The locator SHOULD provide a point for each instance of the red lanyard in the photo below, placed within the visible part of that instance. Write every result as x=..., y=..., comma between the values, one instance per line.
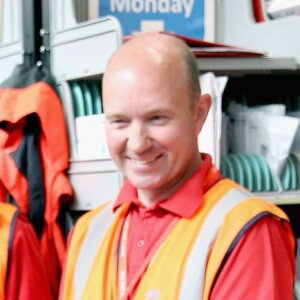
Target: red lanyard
x=125, y=289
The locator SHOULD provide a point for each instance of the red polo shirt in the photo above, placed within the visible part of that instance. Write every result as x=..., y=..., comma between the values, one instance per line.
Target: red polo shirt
x=262, y=265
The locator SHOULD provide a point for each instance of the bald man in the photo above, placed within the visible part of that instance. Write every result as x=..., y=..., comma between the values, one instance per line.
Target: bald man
x=178, y=229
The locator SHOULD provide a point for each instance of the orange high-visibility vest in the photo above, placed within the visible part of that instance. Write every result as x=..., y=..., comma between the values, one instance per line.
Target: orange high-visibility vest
x=187, y=263
x=7, y=215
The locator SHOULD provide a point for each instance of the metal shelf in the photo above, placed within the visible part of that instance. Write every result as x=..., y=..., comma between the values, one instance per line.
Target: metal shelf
x=281, y=198
x=246, y=65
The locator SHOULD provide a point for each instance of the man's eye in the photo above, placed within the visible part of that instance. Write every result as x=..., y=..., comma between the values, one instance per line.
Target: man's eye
x=159, y=119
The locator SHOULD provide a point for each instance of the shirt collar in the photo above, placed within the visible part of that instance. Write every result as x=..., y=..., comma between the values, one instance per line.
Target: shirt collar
x=192, y=191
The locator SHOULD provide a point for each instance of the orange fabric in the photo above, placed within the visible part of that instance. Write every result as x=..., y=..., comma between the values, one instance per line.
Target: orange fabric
x=235, y=221
x=26, y=277
x=15, y=105
x=6, y=215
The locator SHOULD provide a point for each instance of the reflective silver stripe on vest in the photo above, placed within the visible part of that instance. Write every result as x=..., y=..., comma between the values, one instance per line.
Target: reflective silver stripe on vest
x=194, y=275
x=97, y=230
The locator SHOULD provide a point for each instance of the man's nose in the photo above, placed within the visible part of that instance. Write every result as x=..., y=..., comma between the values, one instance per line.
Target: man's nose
x=138, y=137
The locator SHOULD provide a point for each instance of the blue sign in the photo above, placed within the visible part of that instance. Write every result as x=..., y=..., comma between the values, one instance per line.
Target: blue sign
x=184, y=17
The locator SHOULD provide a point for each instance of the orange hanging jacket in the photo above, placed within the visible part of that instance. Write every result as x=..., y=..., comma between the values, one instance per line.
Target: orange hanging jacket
x=34, y=157
x=7, y=215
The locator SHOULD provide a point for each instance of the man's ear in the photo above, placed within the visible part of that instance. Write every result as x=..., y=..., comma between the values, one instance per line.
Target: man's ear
x=202, y=109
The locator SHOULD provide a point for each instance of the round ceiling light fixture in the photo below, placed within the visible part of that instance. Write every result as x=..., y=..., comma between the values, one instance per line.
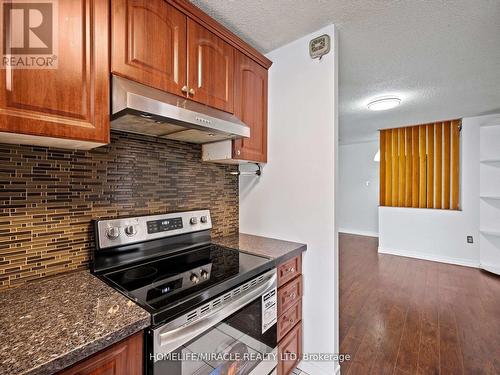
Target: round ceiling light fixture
x=385, y=103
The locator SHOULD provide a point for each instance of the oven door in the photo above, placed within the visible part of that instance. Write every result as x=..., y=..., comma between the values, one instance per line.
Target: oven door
x=234, y=334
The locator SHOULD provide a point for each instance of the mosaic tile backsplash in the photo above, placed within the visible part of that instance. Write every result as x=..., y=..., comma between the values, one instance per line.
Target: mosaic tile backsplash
x=48, y=197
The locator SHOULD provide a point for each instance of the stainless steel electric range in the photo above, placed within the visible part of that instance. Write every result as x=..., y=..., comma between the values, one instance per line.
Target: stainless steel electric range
x=213, y=309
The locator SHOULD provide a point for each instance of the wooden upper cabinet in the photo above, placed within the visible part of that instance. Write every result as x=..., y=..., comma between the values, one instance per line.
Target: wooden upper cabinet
x=210, y=68
x=149, y=43
x=67, y=106
x=250, y=105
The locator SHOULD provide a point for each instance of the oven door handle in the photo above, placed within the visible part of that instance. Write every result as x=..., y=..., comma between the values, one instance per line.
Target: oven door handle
x=168, y=337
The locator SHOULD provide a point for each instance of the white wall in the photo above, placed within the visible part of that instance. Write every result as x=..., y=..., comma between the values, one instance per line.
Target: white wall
x=358, y=189
x=294, y=197
x=440, y=234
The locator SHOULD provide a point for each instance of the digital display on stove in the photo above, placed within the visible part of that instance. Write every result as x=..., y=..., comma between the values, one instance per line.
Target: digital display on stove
x=164, y=225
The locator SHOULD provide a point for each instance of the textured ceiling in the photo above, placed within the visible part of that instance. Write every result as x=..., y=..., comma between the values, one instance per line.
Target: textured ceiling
x=442, y=57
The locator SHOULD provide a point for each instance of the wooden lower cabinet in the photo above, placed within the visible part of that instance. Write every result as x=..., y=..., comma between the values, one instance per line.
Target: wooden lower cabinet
x=289, y=315
x=122, y=358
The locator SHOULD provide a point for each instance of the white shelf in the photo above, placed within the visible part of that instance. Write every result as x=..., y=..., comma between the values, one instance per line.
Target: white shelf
x=489, y=232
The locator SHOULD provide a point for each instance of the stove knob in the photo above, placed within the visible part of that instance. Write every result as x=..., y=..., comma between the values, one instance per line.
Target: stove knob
x=194, y=278
x=131, y=230
x=113, y=233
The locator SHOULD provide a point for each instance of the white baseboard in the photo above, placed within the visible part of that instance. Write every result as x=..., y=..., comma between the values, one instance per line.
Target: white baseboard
x=318, y=368
x=431, y=257
x=359, y=232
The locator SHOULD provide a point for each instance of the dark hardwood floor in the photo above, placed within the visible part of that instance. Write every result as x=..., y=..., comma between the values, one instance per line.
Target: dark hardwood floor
x=408, y=316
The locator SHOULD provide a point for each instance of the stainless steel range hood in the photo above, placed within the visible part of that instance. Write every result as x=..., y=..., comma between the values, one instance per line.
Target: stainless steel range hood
x=141, y=109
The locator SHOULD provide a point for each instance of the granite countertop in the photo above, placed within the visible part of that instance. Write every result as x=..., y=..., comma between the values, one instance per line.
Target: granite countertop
x=271, y=248
x=48, y=325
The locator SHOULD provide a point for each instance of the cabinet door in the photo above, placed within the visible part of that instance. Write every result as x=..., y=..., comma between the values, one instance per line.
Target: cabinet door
x=250, y=105
x=149, y=43
x=210, y=68
x=70, y=102
x=124, y=357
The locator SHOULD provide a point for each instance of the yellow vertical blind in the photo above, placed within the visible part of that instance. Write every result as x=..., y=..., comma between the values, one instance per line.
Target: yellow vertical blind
x=420, y=166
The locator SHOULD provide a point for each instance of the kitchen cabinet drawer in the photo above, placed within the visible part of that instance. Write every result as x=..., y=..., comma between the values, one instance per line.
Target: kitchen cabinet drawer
x=210, y=62
x=67, y=106
x=289, y=319
x=121, y=358
x=290, y=351
x=288, y=270
x=289, y=294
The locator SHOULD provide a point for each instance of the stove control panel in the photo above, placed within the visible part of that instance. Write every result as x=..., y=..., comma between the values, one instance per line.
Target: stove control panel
x=115, y=232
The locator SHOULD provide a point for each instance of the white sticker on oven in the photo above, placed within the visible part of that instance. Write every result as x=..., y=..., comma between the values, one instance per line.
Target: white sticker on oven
x=269, y=309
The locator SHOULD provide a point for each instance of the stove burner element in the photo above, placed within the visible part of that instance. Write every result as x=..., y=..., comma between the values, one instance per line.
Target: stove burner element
x=140, y=273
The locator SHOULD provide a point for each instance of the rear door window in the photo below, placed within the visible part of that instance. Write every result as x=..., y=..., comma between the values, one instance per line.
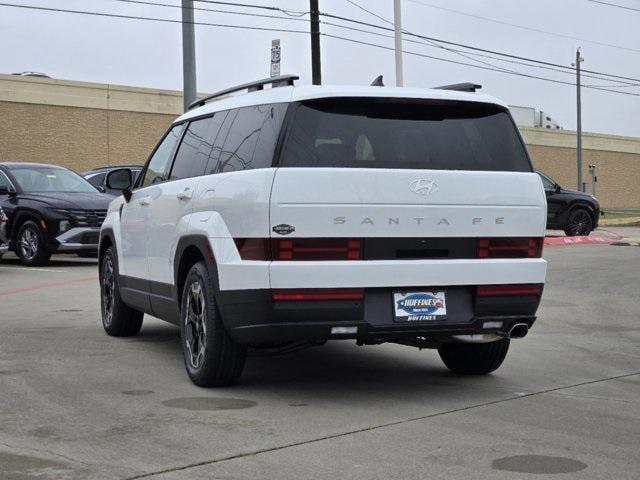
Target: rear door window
x=195, y=148
x=161, y=159
x=252, y=139
x=401, y=133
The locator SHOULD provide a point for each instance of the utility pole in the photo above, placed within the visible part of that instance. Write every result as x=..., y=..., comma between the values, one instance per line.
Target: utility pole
x=397, y=21
x=577, y=63
x=316, y=69
x=188, y=54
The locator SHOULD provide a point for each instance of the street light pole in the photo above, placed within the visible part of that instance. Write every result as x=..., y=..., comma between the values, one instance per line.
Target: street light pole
x=397, y=21
x=577, y=63
x=316, y=68
x=188, y=54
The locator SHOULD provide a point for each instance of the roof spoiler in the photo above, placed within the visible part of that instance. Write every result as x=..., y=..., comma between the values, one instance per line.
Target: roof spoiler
x=278, y=81
x=461, y=87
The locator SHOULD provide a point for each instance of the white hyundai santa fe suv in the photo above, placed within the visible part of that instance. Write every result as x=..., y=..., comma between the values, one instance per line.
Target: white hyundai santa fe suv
x=298, y=214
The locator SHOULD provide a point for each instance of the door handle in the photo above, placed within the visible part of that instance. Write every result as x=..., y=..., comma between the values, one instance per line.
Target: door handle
x=187, y=194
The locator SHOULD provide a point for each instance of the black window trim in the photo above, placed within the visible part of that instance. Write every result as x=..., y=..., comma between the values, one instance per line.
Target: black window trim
x=7, y=175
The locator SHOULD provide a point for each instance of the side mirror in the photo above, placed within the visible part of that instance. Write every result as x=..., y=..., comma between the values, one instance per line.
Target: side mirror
x=120, y=179
x=7, y=190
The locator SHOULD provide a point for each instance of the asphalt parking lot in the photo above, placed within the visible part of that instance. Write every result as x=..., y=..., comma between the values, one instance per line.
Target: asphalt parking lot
x=75, y=403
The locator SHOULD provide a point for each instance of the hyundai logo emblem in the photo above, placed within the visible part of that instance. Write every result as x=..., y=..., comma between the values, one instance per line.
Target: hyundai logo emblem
x=423, y=186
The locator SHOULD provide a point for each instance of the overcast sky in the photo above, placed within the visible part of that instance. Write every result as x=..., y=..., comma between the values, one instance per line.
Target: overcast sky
x=144, y=53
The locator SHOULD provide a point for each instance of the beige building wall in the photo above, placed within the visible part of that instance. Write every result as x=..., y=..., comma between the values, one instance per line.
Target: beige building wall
x=84, y=125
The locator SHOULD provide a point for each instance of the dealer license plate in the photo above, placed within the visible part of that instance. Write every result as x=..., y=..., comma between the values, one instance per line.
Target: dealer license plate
x=419, y=306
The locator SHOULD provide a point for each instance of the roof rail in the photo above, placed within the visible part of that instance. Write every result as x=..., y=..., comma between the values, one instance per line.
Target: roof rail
x=278, y=81
x=461, y=87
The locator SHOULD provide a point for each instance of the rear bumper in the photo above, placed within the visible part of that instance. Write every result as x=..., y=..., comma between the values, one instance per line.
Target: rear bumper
x=252, y=317
x=239, y=275
x=77, y=239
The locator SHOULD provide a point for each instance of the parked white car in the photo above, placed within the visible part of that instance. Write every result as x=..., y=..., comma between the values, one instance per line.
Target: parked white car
x=313, y=213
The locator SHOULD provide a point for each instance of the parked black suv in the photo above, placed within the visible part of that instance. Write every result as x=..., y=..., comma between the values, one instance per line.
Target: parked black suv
x=4, y=242
x=98, y=177
x=576, y=213
x=50, y=209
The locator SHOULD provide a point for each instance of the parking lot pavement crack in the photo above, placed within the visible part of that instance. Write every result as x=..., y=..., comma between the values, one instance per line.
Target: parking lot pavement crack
x=373, y=427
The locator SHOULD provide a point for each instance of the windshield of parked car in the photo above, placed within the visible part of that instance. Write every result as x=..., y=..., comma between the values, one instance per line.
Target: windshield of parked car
x=404, y=133
x=35, y=179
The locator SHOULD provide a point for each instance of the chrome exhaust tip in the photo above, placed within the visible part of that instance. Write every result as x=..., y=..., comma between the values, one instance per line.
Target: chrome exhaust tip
x=519, y=330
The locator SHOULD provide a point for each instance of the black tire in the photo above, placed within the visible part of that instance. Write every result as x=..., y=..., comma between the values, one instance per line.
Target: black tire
x=474, y=358
x=31, y=245
x=118, y=318
x=212, y=358
x=579, y=222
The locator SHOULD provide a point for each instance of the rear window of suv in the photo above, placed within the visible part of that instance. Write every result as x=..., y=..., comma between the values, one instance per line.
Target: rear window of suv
x=403, y=133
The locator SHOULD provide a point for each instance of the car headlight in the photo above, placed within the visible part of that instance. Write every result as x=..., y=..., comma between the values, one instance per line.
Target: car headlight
x=64, y=225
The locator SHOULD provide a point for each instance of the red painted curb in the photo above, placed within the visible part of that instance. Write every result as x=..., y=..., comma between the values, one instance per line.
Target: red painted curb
x=47, y=285
x=555, y=241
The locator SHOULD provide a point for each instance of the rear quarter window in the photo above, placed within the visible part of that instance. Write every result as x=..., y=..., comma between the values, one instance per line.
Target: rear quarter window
x=400, y=133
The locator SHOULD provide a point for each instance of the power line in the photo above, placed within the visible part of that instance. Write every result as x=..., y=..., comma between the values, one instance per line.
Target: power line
x=214, y=10
x=470, y=47
x=263, y=7
x=623, y=83
x=151, y=19
x=522, y=27
x=432, y=43
x=520, y=74
x=615, y=5
x=133, y=17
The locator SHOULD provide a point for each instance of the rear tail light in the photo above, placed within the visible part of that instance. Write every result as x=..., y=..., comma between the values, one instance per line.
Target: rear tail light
x=317, y=249
x=518, y=290
x=253, y=248
x=510, y=247
x=314, y=295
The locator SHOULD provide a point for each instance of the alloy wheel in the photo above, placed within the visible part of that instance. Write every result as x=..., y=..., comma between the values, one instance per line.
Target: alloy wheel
x=108, y=291
x=580, y=223
x=28, y=244
x=195, y=325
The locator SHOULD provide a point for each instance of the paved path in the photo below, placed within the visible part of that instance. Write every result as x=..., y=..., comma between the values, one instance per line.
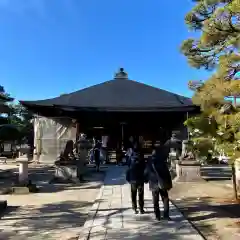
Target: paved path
x=112, y=218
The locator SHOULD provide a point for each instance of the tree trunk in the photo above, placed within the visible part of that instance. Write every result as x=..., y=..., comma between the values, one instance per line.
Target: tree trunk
x=234, y=182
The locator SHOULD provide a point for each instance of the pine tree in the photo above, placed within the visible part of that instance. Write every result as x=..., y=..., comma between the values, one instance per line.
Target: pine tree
x=217, y=49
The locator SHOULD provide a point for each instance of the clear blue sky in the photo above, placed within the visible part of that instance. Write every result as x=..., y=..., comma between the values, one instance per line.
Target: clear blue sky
x=51, y=47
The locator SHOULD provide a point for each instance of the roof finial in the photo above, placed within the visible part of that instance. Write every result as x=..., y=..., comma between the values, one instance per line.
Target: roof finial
x=121, y=74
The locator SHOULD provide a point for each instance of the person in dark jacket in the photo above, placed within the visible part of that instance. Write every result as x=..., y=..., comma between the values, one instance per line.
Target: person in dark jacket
x=96, y=151
x=135, y=176
x=160, y=181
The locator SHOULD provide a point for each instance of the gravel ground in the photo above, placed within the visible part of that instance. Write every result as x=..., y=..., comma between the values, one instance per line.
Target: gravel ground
x=210, y=208
x=58, y=211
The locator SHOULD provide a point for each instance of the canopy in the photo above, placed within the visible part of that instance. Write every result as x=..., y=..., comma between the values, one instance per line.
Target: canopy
x=119, y=94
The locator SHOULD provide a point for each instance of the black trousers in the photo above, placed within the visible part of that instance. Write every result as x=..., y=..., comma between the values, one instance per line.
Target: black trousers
x=137, y=188
x=164, y=195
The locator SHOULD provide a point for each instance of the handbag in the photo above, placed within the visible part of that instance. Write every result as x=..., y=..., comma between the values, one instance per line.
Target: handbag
x=160, y=181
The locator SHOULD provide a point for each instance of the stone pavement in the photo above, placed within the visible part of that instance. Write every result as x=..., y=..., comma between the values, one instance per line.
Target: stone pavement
x=111, y=216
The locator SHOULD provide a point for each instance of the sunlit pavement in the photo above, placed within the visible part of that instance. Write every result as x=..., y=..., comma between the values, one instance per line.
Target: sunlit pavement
x=111, y=217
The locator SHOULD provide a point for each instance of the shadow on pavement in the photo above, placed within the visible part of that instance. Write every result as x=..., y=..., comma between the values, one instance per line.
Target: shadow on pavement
x=40, y=221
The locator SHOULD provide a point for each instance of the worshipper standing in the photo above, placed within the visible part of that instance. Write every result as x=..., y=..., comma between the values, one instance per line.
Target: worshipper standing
x=160, y=181
x=135, y=176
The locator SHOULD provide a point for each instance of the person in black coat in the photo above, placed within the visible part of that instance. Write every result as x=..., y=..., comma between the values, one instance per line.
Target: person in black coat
x=159, y=178
x=96, y=151
x=135, y=176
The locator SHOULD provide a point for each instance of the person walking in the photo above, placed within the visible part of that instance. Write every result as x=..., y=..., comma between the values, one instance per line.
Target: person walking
x=160, y=181
x=135, y=176
x=96, y=151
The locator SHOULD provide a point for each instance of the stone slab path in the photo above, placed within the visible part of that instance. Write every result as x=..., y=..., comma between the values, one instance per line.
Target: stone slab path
x=111, y=216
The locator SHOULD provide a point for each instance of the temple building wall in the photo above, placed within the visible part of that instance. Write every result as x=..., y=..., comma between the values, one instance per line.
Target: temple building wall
x=50, y=137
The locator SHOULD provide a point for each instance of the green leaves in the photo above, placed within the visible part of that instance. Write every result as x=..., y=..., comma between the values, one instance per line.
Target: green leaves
x=217, y=49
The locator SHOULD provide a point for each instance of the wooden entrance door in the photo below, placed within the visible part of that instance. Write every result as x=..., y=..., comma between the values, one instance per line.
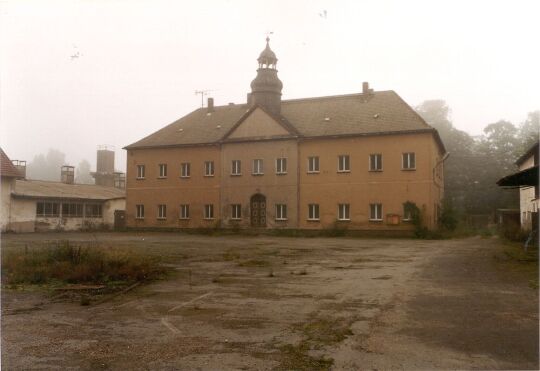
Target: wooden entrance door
x=258, y=211
x=119, y=219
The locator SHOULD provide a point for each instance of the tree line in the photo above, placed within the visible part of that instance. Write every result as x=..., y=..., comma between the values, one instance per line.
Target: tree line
x=476, y=163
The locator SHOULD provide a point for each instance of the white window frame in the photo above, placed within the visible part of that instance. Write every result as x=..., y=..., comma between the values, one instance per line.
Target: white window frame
x=236, y=167
x=162, y=171
x=141, y=170
x=344, y=212
x=375, y=212
x=258, y=167
x=406, y=214
x=378, y=162
x=313, y=212
x=281, y=165
x=208, y=211
x=236, y=211
x=406, y=161
x=139, y=211
x=313, y=165
x=281, y=211
x=344, y=164
x=209, y=168
x=184, y=211
x=162, y=211
x=54, y=209
x=185, y=170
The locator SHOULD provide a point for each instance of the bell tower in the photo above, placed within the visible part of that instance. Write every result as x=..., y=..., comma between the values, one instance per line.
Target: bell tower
x=266, y=87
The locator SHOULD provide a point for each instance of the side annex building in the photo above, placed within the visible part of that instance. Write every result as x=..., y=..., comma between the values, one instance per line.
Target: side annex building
x=349, y=160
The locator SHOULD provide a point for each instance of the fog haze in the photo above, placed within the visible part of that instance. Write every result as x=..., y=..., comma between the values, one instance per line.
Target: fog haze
x=78, y=74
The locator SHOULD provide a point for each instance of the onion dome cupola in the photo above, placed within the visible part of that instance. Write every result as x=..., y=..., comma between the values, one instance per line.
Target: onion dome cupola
x=266, y=87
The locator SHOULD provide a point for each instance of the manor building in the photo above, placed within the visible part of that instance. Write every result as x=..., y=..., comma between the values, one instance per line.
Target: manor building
x=314, y=163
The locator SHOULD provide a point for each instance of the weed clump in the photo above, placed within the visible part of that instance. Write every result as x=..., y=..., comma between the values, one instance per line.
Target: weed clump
x=67, y=263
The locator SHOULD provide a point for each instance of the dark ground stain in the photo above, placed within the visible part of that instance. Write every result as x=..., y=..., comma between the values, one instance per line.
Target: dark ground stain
x=492, y=311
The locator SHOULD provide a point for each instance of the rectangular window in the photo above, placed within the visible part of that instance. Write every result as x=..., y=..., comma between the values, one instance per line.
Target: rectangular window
x=209, y=168
x=375, y=212
x=209, y=211
x=185, y=170
x=313, y=212
x=281, y=212
x=72, y=210
x=139, y=211
x=281, y=165
x=375, y=162
x=47, y=209
x=406, y=213
x=162, y=211
x=236, y=211
x=258, y=167
x=140, y=171
x=344, y=164
x=92, y=211
x=313, y=164
x=162, y=170
x=409, y=161
x=343, y=212
x=184, y=211
x=236, y=168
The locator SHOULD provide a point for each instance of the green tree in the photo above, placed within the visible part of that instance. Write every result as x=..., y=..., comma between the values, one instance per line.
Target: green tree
x=529, y=132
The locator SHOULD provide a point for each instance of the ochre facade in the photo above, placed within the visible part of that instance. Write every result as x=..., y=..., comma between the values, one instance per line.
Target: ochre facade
x=348, y=161
x=296, y=188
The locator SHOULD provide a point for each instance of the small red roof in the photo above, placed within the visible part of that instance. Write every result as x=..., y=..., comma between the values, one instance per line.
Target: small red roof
x=7, y=169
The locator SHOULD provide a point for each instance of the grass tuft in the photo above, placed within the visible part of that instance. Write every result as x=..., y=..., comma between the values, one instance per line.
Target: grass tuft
x=67, y=263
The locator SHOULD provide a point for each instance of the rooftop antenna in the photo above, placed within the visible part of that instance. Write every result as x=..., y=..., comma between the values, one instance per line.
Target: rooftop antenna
x=202, y=93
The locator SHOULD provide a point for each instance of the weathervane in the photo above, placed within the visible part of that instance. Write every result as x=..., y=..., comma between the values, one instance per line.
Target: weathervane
x=202, y=93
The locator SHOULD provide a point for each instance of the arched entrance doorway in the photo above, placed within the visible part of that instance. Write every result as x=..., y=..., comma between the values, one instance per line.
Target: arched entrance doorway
x=258, y=211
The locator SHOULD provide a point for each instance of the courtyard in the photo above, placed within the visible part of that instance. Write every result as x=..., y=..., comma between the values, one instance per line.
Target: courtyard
x=263, y=302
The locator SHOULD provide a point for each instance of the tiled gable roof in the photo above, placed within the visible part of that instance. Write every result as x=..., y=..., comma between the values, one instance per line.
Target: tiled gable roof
x=7, y=169
x=374, y=113
x=48, y=189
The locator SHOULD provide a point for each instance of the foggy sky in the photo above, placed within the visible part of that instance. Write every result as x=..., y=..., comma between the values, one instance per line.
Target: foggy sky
x=139, y=62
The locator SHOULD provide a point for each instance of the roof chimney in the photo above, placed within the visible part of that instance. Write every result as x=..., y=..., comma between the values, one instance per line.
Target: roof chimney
x=21, y=166
x=365, y=88
x=68, y=174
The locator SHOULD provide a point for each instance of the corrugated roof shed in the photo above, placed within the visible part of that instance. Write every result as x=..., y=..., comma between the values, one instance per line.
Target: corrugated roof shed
x=7, y=169
x=47, y=189
x=373, y=113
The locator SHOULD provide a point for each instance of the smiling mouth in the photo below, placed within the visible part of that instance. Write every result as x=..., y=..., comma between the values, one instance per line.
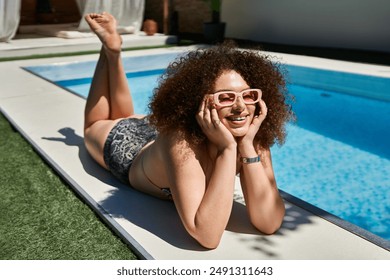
########################################
Task details | Pick out each line in the items above that contains the word "trousers", and copy those lines unchanged.

Exercise answer |
The locator SHOULD provide a point for each instance of the black trousers in the photo above, placed within the visible part of that instance. Write every result as x=..., y=..., comma between the values, one instance per line.
Target: black trousers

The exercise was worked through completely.